### Assigned task:
Write each entry out once more, please, precisely as shown.

(Items from a dataset)
::::::::::

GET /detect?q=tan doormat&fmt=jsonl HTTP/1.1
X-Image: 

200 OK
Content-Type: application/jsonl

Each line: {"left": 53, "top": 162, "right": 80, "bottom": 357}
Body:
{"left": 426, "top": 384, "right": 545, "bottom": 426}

::::::::::

### Task output:
GET /detect?q=tan doormat&fmt=jsonl HTTP/1.1
X-Image: 

200 OK
Content-Type: application/jsonl

Each line: {"left": 53, "top": 162, "right": 80, "bottom": 357}
Body:
{"left": 426, "top": 384, "right": 545, "bottom": 426}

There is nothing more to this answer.